(Stored dataset items)
----

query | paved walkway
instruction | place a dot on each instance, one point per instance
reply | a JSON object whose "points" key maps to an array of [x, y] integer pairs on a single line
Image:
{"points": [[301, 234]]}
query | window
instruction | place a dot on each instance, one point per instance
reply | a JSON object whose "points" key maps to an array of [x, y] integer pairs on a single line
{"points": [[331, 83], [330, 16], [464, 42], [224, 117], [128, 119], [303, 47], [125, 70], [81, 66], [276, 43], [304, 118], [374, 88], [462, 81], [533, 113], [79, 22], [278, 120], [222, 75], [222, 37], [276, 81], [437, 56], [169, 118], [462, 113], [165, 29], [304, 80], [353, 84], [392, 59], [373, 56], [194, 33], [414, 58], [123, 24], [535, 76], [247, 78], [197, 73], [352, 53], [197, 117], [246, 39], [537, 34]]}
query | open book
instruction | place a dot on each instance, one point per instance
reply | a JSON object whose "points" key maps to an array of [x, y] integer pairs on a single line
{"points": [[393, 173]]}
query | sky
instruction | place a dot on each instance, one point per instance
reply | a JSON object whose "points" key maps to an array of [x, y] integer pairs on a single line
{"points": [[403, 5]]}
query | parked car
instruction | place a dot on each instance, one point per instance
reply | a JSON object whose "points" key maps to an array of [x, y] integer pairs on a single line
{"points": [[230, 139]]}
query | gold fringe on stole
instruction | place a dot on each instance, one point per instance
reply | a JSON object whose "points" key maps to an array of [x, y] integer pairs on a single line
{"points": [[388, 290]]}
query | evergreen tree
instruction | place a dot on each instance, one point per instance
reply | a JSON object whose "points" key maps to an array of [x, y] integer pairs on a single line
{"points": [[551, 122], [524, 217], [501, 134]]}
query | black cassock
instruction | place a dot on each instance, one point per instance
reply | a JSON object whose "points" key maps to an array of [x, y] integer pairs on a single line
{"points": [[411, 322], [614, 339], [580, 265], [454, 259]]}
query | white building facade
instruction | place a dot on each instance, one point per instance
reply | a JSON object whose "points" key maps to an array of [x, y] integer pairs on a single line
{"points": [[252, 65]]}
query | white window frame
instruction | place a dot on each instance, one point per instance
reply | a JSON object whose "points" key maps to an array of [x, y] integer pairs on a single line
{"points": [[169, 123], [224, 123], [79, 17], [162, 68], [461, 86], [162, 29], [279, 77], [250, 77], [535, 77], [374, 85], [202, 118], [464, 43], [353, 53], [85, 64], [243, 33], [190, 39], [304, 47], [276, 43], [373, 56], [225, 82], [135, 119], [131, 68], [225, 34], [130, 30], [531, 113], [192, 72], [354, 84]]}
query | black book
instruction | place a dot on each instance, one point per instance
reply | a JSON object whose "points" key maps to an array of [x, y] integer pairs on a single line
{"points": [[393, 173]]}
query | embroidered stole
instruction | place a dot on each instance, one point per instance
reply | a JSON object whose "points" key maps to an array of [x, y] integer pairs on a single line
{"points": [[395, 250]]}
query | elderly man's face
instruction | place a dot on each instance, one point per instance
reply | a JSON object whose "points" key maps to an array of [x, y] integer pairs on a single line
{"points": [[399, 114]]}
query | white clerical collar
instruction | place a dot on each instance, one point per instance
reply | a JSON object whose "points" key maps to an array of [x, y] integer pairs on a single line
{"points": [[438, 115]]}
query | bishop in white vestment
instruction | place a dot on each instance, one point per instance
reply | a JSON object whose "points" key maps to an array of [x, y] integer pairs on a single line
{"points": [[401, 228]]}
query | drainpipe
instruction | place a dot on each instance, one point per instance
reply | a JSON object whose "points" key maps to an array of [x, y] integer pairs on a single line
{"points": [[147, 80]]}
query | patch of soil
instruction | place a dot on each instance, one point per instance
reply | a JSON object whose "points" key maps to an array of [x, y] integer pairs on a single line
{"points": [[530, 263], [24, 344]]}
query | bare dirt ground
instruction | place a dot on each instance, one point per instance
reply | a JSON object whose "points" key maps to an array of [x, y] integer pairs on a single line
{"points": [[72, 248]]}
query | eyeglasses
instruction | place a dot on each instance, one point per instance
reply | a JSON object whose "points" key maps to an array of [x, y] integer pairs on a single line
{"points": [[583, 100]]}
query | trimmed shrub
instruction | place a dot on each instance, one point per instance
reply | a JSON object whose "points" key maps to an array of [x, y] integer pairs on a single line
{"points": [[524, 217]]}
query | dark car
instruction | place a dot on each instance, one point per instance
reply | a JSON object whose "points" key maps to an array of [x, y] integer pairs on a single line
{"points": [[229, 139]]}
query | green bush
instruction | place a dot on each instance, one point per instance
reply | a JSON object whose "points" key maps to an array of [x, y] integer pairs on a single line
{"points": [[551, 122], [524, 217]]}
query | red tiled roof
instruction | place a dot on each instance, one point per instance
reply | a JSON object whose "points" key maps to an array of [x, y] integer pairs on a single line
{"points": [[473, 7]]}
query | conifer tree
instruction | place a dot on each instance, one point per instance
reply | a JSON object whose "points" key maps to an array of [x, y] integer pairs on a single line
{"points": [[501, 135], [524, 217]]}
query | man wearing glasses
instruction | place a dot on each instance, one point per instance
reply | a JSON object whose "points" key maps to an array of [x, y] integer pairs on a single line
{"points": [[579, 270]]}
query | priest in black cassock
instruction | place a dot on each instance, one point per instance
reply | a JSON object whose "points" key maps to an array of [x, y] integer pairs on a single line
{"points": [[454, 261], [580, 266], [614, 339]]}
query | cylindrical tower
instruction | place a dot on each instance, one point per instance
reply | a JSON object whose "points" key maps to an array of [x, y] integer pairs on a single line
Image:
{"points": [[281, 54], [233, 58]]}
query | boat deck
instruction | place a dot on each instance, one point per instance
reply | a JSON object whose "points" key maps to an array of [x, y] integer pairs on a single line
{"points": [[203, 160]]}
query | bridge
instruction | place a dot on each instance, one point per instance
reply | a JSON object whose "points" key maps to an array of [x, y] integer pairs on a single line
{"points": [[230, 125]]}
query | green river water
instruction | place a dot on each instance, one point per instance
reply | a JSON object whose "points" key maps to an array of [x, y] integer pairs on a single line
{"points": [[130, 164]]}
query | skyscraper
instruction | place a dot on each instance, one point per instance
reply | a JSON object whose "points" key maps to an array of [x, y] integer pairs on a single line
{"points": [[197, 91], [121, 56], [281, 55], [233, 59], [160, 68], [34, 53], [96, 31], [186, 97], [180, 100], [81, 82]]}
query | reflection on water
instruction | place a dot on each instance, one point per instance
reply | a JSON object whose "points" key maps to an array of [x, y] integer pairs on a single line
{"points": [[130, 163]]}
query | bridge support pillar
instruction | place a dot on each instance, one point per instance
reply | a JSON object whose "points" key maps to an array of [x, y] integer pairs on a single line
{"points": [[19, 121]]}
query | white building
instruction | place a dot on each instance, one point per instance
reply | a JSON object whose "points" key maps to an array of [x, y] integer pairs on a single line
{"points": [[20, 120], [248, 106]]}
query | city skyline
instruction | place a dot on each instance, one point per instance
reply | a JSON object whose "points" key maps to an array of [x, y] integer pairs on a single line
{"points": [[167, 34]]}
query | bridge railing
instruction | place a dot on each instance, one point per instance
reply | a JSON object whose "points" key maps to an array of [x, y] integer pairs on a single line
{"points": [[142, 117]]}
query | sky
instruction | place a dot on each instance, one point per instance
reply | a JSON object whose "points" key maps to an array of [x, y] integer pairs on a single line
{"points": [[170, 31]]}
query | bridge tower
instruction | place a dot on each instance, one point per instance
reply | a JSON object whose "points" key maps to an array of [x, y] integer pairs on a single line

----

_The task_. Transcribe all entries exactly as they are given.

_Output of the exercise_.
query | paved walkway
instruction | place a dot on each instance, one point per instance
reply | a JSON object whose "points" key maps to an array of [x, y] integer pairs on a single line
Image:
{"points": [[301, 234]]}
query | window
instruction | place a dot on each instance, one point per instance
reply | a JSON object whose "points" key maps to an array of [x, y] integer pairs on a single line
{"points": [[331, 83], [330, 16], [464, 42], [224, 117], [128, 119], [303, 47], [125, 70], [81, 66], [276, 43], [304, 118], [374, 88], [462, 81], [533, 113], [79, 22], [278, 120], [222, 75], [222, 37], [276, 81], [437, 56], [169, 118], [462, 113], [165, 29], [304, 80], [353, 84], [392, 59], [373, 56], [194, 33], [414, 58], [123, 24], [535, 76], [247, 78], [197, 73], [352, 53], [197, 117], [246, 39], [537, 34]]}
query | open book
instruction | place a dot on each instance, one point per instance
reply | a JSON object whose "points" key maps to an array of [x, y] integer pairs on a single line
{"points": [[393, 173]]}
query | sky
instruction | place a dot on each instance, one point per instance
reply | a JSON object whose "points" key maps to an array of [x, y] integer pairs on a single line
{"points": [[403, 5]]}
query | parked car
instruction | place a dot on each instance, one point per instance
reply | a JSON object whose "points" key maps to an array of [x, y] integer pairs on a single line
{"points": [[230, 139]]}
query | gold fringe on stole
instruction | place a dot on each instance, one point per instance
reply | a JSON object whose "points" key maps to an array of [x, y] integer pairs on a single line
{"points": [[388, 290]]}
query | evergreen tree
instruction | place a dot on each instance, one point per instance
reply | a JSON object whose "points" key maps to an array of [x, y] integer pairs on a single line
{"points": [[551, 122], [524, 217], [501, 134]]}
query | black cassock
instruction | place a dot on each instance, one point per instance
reply | a JSON object whose "points" key maps to an array of [x, y] integer pairs on a single line
{"points": [[411, 322], [614, 339], [580, 265], [454, 259]]}
query | white building facade
instruction | place a dot on each instance, one point per instance
reply | a JSON object whose "points" key maps to an array of [x, y] integer pairs on a single line
{"points": [[252, 65]]}
query | white window frame
instruction | place a dot on each instance, one point per instance
reply | a JSON object whose "points" key maps to an array of [x, y] integer pairs on a single line
{"points": [[169, 123], [224, 123], [79, 17], [162, 68], [461, 86], [162, 29], [279, 77], [250, 77], [535, 77], [374, 85], [202, 118], [464, 43], [353, 53], [85, 64], [243, 33], [190, 39], [304, 47], [276, 43], [373, 56], [225, 82], [135, 119], [131, 68], [225, 34], [130, 30], [531, 113], [192, 72], [354, 84]]}
query | black book
instruction | place a dot on each instance, one point per instance
reply | a JSON object whose "points" key maps to an array of [x, y] integer pairs on a single line
{"points": [[393, 173]]}
query | embroidered stole
instruction | place a dot on each instance, one point per instance
reply | a JSON object whose "points" key maps to an array of [x, y] integer pairs on a single line
{"points": [[395, 250]]}
query | elderly man's face
instruction | place a dot on each instance, one point per instance
reply | a JSON object whose "points" key maps to an array of [x, y] integer pairs on a single line
{"points": [[399, 114]]}
query | white clerical collar
instruction | place a dot on each instance, one point per instance
reply | a JSON object whose "points" key maps to an array of [x, y] integer pairs on a single line
{"points": [[438, 115]]}
query | bishop in white vestment
instruction | place a dot on each instance, one point per instance
reply | a JSON object whose "points" key maps to an array of [x, y] integer pairs on a single line
{"points": [[401, 228]]}
query | drainpipe
instruction | place a dot on each instance, one point per instance
reply | a JSON object whose "points" key maps to an array of [x, y] integer pairs on a single line
{"points": [[147, 80]]}
query | patch of soil
instruction | place a dot on each instance, one point per instance
reply | a JSON object whose "points" key maps to an array of [x, y] integer pairs on a single line
{"points": [[530, 263], [24, 344]]}
query | bare dirt ground
instruction | place a dot on each instance, one point per instance
reply | a JSON object whose "points" key maps to an array of [x, y] integer pairs on a single line
{"points": [[72, 248]]}
query | eyeglasses
instruction | place a dot on each instance, one point per instance
reply | a JSON object whose "points" key maps to an array of [x, y] integer pairs on a single line
{"points": [[583, 100]]}
query | trimmed shrub
instruction | place a dot on each instance, one point per instance
reply | a JSON object whose "points" key maps to an array of [x, y] integer pairs on a single line
{"points": [[524, 217]]}
query | dark car
instruction | place a dot on each instance, one point per instance
reply | a JSON object whose "points" key maps to an array of [x, y] integer pairs on a single line
{"points": [[229, 139]]}
query | green bush
instruction | place a dot on each instance, one point per instance
reply | a JSON object whose "points" key maps to an array of [x, y] integer pairs on a single line
{"points": [[551, 122], [524, 217]]}
query | red tiled roof
instruction | place a dot on each instance, one point per instance
reply | a JSON object whose "points" key maps to an array of [x, y] integer pairs on a single line
{"points": [[473, 7]]}
query | conifer tree
instruction | place a dot on each instance, one point per instance
reply | a JSON object whose "points" key maps to an array of [x, y] integer pairs on a single line
{"points": [[501, 135], [524, 217]]}
query | man wearing glasses
instruction | place a dot on each instance, one point per instance
reply | a JSON object whose "points" key maps to an array of [x, y] integer pairs on a single line
{"points": [[579, 270]]}
query | priest in black cassock
instruction | place a dot on each instance, one point per instance
reply | a JSON object whose "points" key maps to an array of [x, y] integer pairs on a single line
{"points": [[454, 261], [580, 266], [614, 339]]}
query | cylindrical tower
instruction | place a dot on each instance, one point per instance
reply | a JSON object whose "points" key maps to an array of [x, y] integer pairs on a single line
Image:
{"points": [[281, 54], [233, 58]]}
query | boat deck
instruction | place a dot on each instance, one point per instance
reply | a JSON object whose "points" key maps to an array of [x, y] integer pairs on a single line
{"points": [[203, 160]]}
query | bridge
instruction | place a dot on each instance, one point per instance
reply | a JSON object whose "points" key maps to an array of [x, y] integer pairs on a single line
{"points": [[230, 125]]}
query | green river water
instruction | place a dot on each instance, one point per instance
reply | a JSON object whose "points" key maps to an array of [x, y] integer pairs on a single line
{"points": [[130, 164]]}
query | skyscraper
instruction | place a dot on each instance, one point per instance
reply | a JSON object whose "points" key maps to an array of [x, y] integer pairs on a single line
{"points": [[197, 91], [121, 56], [281, 55], [233, 59], [160, 68], [34, 53], [96, 31], [186, 97], [180, 100], [81, 82]]}
query | reflection on water
instruction | place a dot on each instance, one point per instance
reply | a JSON object whose "points" key maps to an array of [x, y] integer pairs on a single line
{"points": [[130, 163]]}
query | bridge support pillar
instruction | place a dot on each instance, one point per instance
reply | a JSON object whose "points" key maps to an array of [x, y] integer pairs on a single line
{"points": [[19, 121]]}
query | white building
instruction | place a dot on each instance, one point per instance
reply | a JSON object whose "points" key maps to an array of [x, y] integer pairs on a single line
{"points": [[20, 120], [248, 106]]}
query | city skyline
instruction | place a dot on each instance, one point per instance
reply | a JSON object whose "points" key maps to an array of [x, y] integer pairs on a single line
{"points": [[167, 34]]}
query | bridge railing
instruction | place a dot on each instance, one point per instance
reply | a JSON object whose "points" key maps to an array of [x, y] integer pairs on a single line
{"points": [[142, 117]]}
query | sky
instruction | place a dot on each instance, one point per instance
reply | a JSON object whose "points" key maps to an array of [x, y] integer pairs on a single line
{"points": [[170, 31]]}
query | bridge tower
instruction | place a dot on each instance, one point per instance
reply | a JSON object whose "points" key maps to an array of [x, y] integer pairs on a single line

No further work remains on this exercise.